_REQUEST_. List each line in the items below that contains the word "cliff".

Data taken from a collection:

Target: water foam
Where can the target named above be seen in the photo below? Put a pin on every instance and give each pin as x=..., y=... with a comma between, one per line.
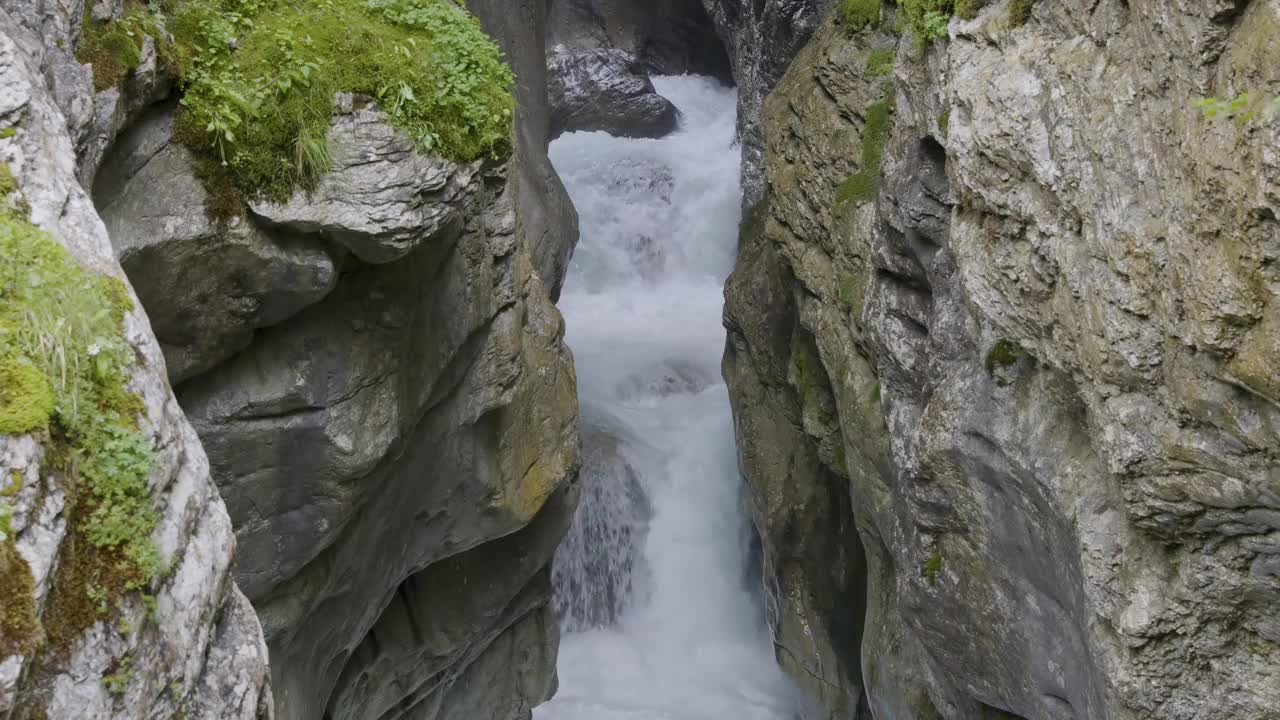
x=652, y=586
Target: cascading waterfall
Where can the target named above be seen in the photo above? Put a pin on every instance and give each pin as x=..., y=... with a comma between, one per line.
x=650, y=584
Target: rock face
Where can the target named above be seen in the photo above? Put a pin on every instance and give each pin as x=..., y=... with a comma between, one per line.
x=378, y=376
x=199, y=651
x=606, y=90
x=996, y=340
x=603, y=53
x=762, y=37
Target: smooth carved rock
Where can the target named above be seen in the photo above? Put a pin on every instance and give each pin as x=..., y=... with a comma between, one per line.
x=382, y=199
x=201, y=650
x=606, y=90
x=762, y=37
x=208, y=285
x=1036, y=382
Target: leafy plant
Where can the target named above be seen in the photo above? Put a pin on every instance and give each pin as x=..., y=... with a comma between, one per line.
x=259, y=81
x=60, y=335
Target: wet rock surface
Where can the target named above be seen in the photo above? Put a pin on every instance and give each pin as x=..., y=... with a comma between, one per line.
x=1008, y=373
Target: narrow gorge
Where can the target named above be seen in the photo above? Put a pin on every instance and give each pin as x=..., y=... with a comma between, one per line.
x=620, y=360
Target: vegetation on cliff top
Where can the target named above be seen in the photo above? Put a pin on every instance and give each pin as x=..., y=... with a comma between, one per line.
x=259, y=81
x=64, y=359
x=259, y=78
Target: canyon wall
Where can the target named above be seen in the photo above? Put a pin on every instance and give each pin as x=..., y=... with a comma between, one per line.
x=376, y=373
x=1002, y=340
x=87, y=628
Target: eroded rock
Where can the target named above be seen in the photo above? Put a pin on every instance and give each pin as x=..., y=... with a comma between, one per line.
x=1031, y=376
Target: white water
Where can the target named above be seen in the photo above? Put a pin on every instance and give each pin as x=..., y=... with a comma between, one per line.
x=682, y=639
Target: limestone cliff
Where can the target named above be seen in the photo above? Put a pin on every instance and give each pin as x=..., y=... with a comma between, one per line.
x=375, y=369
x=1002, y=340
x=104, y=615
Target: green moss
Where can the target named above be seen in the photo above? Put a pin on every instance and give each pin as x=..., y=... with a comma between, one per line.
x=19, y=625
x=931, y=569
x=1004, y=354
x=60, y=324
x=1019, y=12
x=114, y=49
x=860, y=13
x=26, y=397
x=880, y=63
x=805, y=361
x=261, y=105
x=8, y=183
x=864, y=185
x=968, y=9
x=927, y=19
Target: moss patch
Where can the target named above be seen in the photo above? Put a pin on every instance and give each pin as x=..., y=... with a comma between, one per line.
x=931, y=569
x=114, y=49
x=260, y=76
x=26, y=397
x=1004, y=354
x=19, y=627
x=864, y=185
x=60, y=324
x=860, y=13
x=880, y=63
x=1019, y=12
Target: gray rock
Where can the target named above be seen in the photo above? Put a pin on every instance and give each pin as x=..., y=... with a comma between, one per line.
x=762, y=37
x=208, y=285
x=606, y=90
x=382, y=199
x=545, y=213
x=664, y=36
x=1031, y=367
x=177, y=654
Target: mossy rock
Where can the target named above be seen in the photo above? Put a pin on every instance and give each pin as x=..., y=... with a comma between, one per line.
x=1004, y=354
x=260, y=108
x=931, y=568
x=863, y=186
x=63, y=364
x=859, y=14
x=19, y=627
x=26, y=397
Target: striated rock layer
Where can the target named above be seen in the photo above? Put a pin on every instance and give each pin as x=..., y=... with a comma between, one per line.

==

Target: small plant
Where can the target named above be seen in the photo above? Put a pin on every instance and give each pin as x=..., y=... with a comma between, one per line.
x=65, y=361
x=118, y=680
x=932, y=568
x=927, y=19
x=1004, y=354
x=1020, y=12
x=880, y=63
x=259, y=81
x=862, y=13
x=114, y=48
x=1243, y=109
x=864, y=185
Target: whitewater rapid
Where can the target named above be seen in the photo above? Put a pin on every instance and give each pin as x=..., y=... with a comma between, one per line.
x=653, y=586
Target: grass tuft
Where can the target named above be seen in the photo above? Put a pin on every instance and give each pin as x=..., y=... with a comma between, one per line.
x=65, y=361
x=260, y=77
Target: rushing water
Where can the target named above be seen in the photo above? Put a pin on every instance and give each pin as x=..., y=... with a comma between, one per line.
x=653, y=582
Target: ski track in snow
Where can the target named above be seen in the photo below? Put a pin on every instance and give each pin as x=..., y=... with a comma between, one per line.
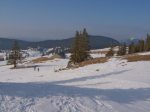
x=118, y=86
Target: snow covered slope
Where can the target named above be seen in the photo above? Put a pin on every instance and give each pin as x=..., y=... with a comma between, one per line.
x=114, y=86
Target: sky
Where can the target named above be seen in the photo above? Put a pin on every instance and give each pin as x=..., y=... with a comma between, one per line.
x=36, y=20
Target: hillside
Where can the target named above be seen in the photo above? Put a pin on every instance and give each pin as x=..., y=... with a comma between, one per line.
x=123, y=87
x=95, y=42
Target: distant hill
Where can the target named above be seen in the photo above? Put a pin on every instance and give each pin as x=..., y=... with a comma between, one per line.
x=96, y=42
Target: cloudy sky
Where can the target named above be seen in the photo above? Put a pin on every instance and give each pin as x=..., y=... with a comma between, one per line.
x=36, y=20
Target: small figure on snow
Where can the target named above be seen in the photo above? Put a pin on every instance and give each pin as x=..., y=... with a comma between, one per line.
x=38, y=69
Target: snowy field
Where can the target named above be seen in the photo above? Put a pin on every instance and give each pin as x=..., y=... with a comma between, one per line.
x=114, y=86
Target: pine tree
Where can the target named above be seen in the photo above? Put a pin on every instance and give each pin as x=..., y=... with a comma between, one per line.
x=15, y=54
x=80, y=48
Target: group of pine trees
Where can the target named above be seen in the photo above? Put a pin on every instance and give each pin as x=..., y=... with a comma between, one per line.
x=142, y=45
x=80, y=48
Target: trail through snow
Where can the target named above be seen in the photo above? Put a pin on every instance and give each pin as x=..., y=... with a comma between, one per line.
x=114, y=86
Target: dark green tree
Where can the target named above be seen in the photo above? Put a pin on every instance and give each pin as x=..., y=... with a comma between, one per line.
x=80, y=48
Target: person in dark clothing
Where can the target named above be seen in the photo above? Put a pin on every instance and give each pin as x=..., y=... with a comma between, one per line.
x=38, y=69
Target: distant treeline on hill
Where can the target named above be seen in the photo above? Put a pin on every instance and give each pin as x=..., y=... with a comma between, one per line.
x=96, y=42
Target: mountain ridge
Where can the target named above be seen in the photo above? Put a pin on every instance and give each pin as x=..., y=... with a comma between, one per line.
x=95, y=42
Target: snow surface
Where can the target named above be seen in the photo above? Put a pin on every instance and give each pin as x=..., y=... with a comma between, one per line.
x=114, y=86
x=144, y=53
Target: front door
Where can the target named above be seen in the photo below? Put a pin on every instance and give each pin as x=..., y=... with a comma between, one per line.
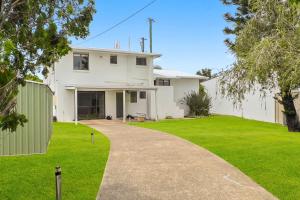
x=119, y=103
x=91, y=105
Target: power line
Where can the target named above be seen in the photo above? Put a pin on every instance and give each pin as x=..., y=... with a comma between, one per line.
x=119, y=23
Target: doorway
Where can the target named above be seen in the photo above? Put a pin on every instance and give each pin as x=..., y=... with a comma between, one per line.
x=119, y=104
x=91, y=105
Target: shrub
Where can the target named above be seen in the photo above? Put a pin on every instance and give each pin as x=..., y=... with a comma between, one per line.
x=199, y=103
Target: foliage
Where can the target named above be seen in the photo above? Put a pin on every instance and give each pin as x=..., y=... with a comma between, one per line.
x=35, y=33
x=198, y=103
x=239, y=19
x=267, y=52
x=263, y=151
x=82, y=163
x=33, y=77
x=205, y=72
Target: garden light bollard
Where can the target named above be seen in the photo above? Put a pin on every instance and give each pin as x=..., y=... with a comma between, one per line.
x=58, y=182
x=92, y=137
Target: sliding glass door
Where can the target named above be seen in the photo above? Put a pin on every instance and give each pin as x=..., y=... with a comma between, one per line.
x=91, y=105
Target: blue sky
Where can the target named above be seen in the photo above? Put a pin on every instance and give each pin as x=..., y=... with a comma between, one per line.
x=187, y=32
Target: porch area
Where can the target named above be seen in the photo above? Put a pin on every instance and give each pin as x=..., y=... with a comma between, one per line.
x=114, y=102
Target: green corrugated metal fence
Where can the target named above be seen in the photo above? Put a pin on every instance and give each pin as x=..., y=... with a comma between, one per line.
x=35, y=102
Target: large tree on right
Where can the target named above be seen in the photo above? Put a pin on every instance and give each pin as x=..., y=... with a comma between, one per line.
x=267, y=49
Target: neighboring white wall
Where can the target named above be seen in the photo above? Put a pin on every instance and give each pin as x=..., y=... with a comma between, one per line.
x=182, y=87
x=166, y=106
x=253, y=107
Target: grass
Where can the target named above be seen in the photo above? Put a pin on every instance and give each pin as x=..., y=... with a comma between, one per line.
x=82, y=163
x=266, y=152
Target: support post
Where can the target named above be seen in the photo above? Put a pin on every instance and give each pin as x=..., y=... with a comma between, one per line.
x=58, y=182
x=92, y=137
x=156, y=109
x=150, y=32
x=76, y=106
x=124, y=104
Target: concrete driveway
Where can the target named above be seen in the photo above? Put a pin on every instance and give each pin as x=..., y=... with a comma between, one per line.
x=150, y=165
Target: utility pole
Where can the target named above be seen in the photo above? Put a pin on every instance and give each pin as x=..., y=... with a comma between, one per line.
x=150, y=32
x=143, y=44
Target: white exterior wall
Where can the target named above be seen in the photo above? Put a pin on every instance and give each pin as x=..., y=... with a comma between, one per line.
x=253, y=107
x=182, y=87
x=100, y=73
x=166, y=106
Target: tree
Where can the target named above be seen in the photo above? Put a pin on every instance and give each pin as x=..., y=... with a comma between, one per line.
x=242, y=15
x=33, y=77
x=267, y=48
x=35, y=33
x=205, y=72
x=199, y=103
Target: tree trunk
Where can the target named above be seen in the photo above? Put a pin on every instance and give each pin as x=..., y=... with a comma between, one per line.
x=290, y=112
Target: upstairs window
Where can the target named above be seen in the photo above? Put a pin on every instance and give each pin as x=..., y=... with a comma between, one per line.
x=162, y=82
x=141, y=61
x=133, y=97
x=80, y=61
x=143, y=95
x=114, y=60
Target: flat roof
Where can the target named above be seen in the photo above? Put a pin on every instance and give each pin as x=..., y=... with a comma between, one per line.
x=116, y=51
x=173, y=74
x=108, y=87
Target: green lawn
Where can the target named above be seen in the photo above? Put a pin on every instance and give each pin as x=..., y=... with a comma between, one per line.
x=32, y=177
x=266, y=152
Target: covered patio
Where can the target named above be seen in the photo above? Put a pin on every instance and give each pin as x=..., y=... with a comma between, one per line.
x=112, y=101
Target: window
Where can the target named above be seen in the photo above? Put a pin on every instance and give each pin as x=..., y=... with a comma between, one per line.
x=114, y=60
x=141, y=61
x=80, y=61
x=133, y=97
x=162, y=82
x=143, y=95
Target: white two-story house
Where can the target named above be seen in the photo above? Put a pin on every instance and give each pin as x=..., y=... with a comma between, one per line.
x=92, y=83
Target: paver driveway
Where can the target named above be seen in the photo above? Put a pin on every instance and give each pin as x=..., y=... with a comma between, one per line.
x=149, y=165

_RESPONSE_.
Target: vegetation on cliff top
Target: limestone cliff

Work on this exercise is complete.